Transcribe every row below word for word, omitting the pictures.

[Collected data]
_ _ _

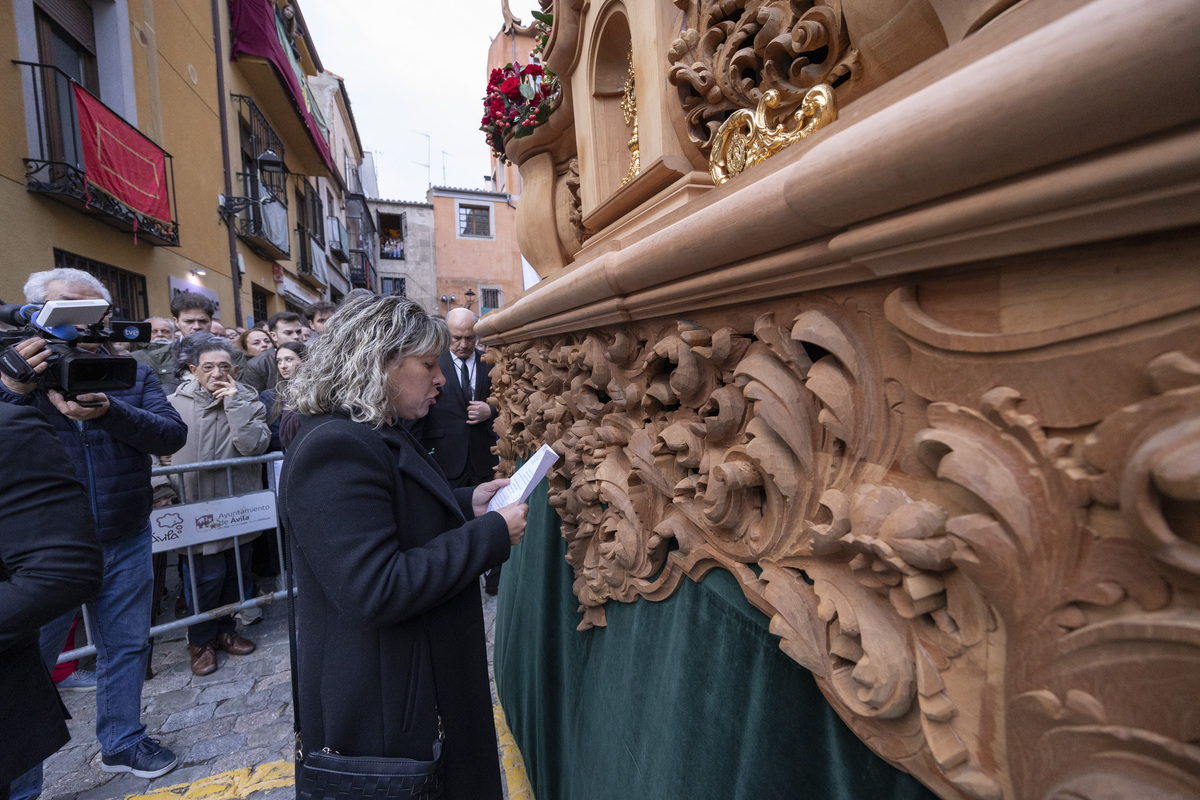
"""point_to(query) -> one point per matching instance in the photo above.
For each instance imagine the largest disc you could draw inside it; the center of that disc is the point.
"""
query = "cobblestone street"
(232, 729)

_ _ _

Full response:
"""point_to(query) -> one point per matching instance in the photo above.
For each instance imagine the largest disc you could draw inside it; the center of that disc is the point.
"""
query = "cobblestone street"
(232, 729)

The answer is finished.